Comment 5: When the analysis is taking a lot of resources in terms of memory and CPU how do you limit this per DataSHIELD-user? Who is responsible for this, DataSHIELD or the resource owner?

Answer: It is possible in R to limit the memory and CPU usage (and much more) using the package RAppArmor. One possible improvement would be the ability to define an AppArmor profile per user or group of users (this profile would be applied at the start of a DataSHIELD session in each data node). The data owner would have the control of the definition of the profiles and which one apply to each user.

Comment 6: The resource owner needs to implement a way to be easily accessible for the resourcer-package. Especially when you want to run more complex jobs it usually takes a complex interface to work with.

Answer: Building access to a resource is one complexity, that is in practice limited. Allowing multiple/complex parameters for the analysis of a resource is another one, that takes place in the definition of the DataSHIELD R server analysis functions, not in the definition of the resource.

Comment 7: In the shell and ssh resource the Opal administrator is managing the actions that may be performed by the resource handler (researcher in general). When you host Opal on different infrastructure than the resource and is managed by someone who is not in charge of managing the resource the list of possible commands can be freely added to the resource. This possible allows

Answer: The example of the PLINK resource (i.e. running PLINK through SSH) is put in practive by a using a SSH server in a docker container: the possible actions are limited to the available commands and data in this container for the user that connects to the SSH server (which itself has limited rights). Extra security could be added with setting up an AppArmor constrained environment. This illustrates that the security enforcement is possible but needs to be thought ahead of deploying access to such a resource.

Comment 8: Maybe less dependencies in the resourcer package?

SOURCE MATERIAL:

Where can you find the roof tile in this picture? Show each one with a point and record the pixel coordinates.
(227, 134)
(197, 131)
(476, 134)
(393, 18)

TASKS FOR THIS EXERCISE:
a) How would you render this sentence from the DataSHIELD discussion in Spanish: "It is possible in R to limit the memory and CPU usage (and much more) using the package RAppArmor."
b) Can you write the next part of the DataSHIELD discussion, picking up after its final line?

SOLVED TASKS:
a) En R es posible limitar el uso de memoria y CPU (y mucho más) mediante el paquete RAppArmor.

b)
Answer: We have tried to find a balance between showing out-of-the-box capabilities of various types of resources and not overloading the package. Note that most of the dependencies are suggestions and are not required at installation time. Since the review of the paper, several additional resource extensions have been developed to access less common or more specific resources (Dremio, HL7 FHIR, S3).

Comment 9: When the interface of a dependency is changed the package needs to be changed as well.

Answer: The resourcer package dependencies are well established packages (DBI, tidyverse etc.) that should not change in the near future. More experimental ones (ODBC, aws.s3) are proposed as additional packages.

Comment 10: Think of a way to delegate the authorisation and authentication back to the resource owner. We would propose to change the way of passing credentials in the resource.

Answer: The resource owner also owns the resource definition in the Opal server.

Comment 11: Is it possible to restrict the usage of certain resources? For example, prohibit the use of resources.

Answer: The resource usage requires user/group permission to be set up in Opal. In addition to that, the credentials used to access the resource can be permanently or temporarily invalidated by the resource owner.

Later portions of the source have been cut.